- **What the exercise asks**: Extract the lines below verbatim, starting at the line that contains "Indicate the interior" and ending at the line that contains "pixel 222 252", both included.

--- Begin Data extract ---

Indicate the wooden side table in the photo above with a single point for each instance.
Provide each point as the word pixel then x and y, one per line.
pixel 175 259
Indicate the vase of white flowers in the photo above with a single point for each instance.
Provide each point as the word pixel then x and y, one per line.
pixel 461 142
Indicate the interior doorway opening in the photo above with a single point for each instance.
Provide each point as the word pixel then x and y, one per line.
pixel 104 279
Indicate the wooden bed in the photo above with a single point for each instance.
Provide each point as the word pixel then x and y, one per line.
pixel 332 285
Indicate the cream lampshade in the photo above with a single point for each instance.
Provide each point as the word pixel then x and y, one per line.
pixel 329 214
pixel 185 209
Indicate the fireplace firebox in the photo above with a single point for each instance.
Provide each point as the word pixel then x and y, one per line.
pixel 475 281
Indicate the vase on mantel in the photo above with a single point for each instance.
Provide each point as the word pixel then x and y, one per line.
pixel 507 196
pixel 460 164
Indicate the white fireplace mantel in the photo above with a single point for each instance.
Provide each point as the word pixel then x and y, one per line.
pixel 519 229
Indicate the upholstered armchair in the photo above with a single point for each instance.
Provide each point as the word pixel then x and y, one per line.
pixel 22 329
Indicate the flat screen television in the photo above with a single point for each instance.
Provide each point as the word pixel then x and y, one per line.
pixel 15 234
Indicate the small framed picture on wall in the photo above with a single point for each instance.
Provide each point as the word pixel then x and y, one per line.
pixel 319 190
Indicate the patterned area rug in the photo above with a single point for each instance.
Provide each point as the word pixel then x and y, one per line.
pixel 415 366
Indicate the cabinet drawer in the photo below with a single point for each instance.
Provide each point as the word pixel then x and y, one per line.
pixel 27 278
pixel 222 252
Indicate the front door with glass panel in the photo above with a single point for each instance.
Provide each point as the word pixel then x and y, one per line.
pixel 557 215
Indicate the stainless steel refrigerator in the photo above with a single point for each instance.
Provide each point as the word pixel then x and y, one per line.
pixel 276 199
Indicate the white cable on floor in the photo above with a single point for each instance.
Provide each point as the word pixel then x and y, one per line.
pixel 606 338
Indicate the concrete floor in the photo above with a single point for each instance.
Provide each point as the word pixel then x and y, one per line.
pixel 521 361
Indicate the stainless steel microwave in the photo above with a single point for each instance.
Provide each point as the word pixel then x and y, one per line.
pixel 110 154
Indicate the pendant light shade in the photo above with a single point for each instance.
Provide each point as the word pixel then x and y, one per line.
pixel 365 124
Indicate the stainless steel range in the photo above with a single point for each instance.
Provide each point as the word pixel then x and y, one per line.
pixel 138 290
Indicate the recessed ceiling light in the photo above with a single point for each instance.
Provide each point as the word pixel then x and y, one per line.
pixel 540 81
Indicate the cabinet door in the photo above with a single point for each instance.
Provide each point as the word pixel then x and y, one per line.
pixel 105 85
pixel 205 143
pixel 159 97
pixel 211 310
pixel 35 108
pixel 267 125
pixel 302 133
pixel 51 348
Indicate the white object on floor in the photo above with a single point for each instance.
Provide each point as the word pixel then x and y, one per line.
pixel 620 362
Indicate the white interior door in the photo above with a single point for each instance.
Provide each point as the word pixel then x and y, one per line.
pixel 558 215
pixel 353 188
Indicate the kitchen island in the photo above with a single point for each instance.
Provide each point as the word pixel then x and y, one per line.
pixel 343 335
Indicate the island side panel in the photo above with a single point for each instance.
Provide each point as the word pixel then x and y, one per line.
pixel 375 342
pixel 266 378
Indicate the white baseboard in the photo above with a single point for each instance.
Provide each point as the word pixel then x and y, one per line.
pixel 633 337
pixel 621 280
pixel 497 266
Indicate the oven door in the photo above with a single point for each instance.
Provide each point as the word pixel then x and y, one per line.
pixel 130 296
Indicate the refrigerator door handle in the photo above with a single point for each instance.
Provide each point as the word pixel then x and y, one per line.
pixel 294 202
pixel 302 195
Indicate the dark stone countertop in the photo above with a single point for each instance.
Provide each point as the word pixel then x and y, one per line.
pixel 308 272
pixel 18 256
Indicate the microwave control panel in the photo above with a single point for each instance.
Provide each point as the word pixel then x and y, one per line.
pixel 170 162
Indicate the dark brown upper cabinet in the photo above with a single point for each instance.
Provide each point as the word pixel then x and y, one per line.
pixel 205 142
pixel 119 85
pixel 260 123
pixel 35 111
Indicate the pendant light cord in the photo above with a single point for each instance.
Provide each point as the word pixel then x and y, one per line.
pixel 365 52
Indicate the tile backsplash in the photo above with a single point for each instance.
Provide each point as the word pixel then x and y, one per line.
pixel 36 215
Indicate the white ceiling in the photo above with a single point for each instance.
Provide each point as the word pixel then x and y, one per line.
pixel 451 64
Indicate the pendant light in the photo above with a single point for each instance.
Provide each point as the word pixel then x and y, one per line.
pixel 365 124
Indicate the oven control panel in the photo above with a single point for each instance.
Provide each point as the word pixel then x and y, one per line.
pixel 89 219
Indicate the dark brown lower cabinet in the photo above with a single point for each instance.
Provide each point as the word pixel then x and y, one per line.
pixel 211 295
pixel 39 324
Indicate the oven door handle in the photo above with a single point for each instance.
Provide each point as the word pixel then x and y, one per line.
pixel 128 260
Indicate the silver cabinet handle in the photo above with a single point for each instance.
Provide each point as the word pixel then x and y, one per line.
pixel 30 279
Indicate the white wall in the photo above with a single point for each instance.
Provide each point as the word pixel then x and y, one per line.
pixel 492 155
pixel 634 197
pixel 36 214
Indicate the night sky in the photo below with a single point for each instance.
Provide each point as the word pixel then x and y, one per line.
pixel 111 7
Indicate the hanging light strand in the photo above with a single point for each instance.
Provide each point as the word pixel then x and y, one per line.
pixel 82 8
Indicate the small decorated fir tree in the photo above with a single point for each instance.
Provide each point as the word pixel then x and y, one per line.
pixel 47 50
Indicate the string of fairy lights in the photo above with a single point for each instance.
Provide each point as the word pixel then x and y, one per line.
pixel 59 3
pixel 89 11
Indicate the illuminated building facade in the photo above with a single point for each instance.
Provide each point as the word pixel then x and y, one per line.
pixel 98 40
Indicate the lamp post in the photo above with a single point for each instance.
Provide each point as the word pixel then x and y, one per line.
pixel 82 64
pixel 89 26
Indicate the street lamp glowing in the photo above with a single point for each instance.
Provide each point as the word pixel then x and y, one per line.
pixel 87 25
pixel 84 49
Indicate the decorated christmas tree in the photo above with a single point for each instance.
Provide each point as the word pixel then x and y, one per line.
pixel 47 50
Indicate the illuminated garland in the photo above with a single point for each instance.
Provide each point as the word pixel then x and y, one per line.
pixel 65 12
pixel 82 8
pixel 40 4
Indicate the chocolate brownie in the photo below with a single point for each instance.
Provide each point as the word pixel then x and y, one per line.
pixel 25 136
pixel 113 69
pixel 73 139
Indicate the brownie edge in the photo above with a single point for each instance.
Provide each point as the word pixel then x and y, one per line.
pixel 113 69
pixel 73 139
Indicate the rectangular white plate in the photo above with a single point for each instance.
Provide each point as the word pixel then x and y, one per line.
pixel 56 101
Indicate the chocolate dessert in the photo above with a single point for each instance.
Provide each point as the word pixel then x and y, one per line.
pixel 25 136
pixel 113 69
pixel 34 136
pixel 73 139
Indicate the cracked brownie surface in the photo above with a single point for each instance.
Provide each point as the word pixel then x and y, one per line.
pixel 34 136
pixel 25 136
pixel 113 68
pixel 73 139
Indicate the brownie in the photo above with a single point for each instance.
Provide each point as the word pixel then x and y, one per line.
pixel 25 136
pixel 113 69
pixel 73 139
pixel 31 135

--- End Data extract ---

- **Result for this exercise**:
Indicate the interior doorway opening in the photo above with a single point for each instance.
Provide each point as the word pixel then x and y, one per line.
pixel 104 279
Indicate the wooden bed in the photo above with a single point for each instance.
Provide each point as the word pixel then x and y, one per line.
pixel 332 285
Indicate the cream lampshade in the photo above with a single point for each instance.
Provide each point as the word pixel then x and y, one per line.
pixel 329 214
pixel 185 209
Indicate the fireplace firebox in the photo above with a single point for each instance.
Provide each point as the word pixel then x and y, one per line.
pixel 475 281
Indicate the vase on mantel in the photo above with a single point for each instance.
Provide each point as the word pixel then x and y, one per line.
pixel 507 196
pixel 460 164
Indicate the white fireplace mantel in the photo above with a single point for each instance.
Provide each point as the word pixel then x and y, one per line.
pixel 519 229
Indicate the upholstered armchair in the photo above with a single point for each instance.
Provide each point as the word pixel then x and y, one per line.
pixel 22 329
Indicate the flat screen television in the photo above with a single point for each instance.
Provide each point as the word pixel then x and y, one per line.
pixel 15 234
Indicate the small framed picture on wall in the photo above with a single point for each instance.
Provide each point as the word pixel then x and y, one per line.
pixel 319 190
Indicate the patterned area rug in the photo above with a single point for each instance.
Provide each point as the word pixel then x and y, one per line.
pixel 415 366
Indicate the cabinet drawer in the photo below with a single point for each instance.
Provide each point as the word pixel then x and y, one per line.
pixel 27 278
pixel 222 252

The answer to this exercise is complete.